**Textauszug:**
___

Ashton, Catherine
Catherine Margaret Ashton, Baroness Ashton of Upholland (geb. 20. März 1956 in Upholland, Lancashire) ist eine britische Politikerin (Labour Party). Sie war vom 9. Februar 2010 bis zum 31. Oktober 2014 als eine von Politikern eingesetzte EU-Funktionärin Hohe Vertreterin der EU für Außen- und Sicherheitspolitik.
Inhaltsverzeichnis
Werdegang
Catherine Margaret Ashton wurde am 20. März 1956 in Upholland in der Grafschaft Lancashire als Tochter von Harold und Clare Ashton geboren. Nach dem Besuch der Upholland Grammar School in Billinge und des Wigan Mining and Technical College in Wigan studierte sie Wirtschaftswissenschaften am Bedford College (jetzt Teil der Royal Holloway, University of London), wo sie 1977 einen Bachelor-Grad in Soziologie erwarb.

___

**Vorliegende Datensätze:**
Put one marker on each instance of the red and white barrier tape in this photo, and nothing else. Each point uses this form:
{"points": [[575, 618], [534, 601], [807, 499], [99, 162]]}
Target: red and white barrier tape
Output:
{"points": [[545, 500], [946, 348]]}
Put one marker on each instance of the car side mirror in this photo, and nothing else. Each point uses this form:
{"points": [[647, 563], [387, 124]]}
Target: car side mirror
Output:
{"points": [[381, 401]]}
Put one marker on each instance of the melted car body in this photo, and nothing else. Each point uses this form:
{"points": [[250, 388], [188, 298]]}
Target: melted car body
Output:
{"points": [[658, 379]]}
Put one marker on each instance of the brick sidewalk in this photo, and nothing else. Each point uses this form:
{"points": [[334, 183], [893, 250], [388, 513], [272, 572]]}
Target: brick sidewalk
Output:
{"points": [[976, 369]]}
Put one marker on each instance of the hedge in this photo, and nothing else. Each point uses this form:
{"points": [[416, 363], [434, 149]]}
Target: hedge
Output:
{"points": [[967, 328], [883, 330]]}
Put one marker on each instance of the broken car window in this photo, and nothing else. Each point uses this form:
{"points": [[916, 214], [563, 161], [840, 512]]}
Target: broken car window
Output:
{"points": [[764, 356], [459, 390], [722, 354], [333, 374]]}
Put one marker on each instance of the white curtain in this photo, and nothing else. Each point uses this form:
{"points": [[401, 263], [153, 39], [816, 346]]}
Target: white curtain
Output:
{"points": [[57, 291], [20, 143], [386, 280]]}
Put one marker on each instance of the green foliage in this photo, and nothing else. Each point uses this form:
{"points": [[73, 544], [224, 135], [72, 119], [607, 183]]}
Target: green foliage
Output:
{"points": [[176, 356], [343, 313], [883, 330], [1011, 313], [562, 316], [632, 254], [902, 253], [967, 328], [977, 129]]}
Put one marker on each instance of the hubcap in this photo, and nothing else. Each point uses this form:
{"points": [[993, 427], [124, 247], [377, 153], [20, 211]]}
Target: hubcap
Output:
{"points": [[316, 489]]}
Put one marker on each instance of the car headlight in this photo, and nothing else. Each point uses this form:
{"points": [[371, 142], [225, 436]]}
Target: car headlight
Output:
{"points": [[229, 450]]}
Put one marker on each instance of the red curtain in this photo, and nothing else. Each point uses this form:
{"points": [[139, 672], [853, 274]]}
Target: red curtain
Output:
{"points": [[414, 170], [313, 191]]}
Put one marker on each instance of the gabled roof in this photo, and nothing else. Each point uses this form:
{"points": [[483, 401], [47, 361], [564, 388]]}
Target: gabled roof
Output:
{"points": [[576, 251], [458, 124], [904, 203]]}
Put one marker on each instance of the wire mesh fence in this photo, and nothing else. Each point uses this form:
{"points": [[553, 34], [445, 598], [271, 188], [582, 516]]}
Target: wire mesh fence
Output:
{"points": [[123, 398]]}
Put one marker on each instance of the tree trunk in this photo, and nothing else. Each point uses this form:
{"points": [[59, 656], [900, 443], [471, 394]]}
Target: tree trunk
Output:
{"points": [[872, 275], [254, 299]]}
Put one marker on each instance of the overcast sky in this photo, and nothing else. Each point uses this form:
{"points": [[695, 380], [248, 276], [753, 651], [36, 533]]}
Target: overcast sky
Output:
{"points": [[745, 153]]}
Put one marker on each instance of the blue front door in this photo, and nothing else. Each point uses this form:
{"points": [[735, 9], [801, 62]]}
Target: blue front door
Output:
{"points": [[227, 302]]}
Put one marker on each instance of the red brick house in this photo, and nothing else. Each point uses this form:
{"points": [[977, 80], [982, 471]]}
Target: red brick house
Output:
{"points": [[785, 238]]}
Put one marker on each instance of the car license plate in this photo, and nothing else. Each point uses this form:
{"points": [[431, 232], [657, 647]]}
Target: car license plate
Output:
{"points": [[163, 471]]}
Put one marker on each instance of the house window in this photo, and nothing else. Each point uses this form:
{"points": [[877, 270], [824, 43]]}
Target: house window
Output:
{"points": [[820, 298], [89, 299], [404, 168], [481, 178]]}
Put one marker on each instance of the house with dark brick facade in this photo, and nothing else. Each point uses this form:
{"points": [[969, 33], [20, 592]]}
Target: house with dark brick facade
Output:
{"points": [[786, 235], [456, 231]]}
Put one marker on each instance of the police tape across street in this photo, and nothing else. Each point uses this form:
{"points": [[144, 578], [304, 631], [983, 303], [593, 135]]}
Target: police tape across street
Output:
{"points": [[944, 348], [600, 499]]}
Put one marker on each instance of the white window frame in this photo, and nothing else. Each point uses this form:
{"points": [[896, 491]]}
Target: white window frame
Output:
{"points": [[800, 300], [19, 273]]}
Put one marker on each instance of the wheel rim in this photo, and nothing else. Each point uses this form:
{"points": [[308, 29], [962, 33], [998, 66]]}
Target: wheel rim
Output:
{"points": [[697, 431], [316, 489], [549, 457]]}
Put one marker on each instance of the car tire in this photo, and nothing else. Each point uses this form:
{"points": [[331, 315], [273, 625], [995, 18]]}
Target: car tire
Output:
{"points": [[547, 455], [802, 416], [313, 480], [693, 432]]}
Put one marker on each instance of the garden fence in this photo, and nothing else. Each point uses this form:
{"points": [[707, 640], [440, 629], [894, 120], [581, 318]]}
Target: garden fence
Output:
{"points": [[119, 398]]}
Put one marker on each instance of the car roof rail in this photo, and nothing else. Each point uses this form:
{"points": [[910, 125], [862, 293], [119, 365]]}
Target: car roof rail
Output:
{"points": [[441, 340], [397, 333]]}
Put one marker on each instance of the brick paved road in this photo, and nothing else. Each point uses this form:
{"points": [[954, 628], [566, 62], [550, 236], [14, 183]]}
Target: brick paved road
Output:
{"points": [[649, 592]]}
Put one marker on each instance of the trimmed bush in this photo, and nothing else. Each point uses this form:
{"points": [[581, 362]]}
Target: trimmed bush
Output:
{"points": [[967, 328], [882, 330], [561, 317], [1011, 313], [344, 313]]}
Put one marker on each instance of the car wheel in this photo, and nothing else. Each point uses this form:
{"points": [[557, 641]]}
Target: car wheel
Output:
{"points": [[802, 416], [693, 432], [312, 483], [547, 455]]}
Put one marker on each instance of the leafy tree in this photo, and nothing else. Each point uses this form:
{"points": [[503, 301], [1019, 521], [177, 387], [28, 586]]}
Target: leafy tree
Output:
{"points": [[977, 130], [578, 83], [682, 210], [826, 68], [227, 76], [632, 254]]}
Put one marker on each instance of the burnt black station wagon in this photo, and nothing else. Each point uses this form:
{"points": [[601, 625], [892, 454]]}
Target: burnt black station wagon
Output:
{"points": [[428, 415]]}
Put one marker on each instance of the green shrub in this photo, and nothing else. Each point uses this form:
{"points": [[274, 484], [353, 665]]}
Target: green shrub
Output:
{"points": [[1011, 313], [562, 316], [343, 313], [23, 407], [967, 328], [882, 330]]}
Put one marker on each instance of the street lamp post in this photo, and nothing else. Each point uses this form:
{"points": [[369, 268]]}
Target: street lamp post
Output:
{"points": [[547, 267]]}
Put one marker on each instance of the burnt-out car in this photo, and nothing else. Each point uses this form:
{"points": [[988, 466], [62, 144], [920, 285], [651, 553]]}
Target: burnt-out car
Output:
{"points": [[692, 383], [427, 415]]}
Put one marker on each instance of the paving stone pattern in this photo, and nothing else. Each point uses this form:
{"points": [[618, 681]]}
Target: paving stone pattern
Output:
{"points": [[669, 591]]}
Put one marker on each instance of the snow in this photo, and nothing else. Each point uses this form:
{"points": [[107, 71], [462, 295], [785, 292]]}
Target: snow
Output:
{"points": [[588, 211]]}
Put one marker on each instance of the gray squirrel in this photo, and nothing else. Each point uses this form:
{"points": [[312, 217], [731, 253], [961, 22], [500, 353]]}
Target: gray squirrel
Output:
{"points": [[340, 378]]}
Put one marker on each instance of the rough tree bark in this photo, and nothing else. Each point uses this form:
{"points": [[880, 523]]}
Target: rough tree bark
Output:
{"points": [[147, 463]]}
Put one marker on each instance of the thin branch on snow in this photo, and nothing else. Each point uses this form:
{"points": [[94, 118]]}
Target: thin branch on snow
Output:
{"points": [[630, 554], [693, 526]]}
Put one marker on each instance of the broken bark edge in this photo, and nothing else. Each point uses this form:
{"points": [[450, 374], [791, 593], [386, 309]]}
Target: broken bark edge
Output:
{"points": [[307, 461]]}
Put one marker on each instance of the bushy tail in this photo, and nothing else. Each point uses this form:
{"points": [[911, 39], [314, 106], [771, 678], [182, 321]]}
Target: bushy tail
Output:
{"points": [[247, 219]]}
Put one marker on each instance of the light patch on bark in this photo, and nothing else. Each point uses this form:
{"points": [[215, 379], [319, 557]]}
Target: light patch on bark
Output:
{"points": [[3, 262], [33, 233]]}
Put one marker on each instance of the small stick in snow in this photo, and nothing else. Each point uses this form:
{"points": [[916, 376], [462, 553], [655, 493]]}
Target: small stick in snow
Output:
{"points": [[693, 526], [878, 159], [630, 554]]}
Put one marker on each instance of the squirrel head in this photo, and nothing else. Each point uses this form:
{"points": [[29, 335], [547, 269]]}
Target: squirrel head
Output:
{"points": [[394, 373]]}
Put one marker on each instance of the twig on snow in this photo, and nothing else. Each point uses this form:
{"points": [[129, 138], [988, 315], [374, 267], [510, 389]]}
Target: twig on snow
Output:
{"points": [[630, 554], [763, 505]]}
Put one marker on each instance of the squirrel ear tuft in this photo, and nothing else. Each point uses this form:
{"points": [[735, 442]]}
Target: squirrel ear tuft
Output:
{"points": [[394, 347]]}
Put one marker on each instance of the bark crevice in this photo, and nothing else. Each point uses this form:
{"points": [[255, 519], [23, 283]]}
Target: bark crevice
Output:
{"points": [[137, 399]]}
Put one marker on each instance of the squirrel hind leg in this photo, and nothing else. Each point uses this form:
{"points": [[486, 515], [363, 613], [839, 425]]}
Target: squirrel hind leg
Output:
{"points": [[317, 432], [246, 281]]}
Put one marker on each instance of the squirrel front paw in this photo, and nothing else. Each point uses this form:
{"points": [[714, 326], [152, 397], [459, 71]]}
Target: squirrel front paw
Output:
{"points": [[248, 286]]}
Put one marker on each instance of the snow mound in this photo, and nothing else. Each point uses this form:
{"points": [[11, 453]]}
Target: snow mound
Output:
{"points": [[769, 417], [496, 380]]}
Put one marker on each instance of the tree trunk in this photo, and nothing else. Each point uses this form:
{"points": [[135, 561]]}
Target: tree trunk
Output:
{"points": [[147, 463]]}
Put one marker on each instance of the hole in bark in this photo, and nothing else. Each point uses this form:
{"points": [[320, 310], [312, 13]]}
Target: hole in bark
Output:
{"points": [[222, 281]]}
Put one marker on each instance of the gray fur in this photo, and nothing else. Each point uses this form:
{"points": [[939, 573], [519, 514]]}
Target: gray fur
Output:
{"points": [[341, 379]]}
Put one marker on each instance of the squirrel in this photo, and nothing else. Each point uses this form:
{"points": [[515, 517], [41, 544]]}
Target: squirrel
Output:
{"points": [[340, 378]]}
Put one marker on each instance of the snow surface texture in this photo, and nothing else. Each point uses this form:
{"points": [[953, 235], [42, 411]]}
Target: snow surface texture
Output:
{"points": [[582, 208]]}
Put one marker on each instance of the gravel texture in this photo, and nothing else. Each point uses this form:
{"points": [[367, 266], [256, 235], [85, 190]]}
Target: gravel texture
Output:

___

**Zu erledigende Aufgaben:**
1. Schreiben Sie bitte den Abschnitt aus dem Textauszug über Catherine Ashton wortgetreu ab, beginnend mit "Inhaltsverzeichnis" und weiter bis einschließlich "in Soziologie erwarb.".
2. In welchem Jahr erwarb Catherine Ashton laut dem Textauszug ihren Bachelor-Grad in Soziologie?

**Lösungen der Übungen:**
1.
Inhaltsverzeichnis
Werdegang
Catherine Margaret Ashton wurde am 20. März 1956 in Upholland in der Grafschaft Lancashire als Tochter von Harold und Clare Ashton geboren. Nach dem Besuch der Upholland Grammar School in Billinge und des Wigan Mining and Technical College in Wigan studierte sie Wirtschaftswissenschaften am Bedford College (jetzt Teil der Royal Holloway, University of London), wo sie 1977 einen Bachelor-Grad in Soziologie erwarb.

2. Im Jahr 1977.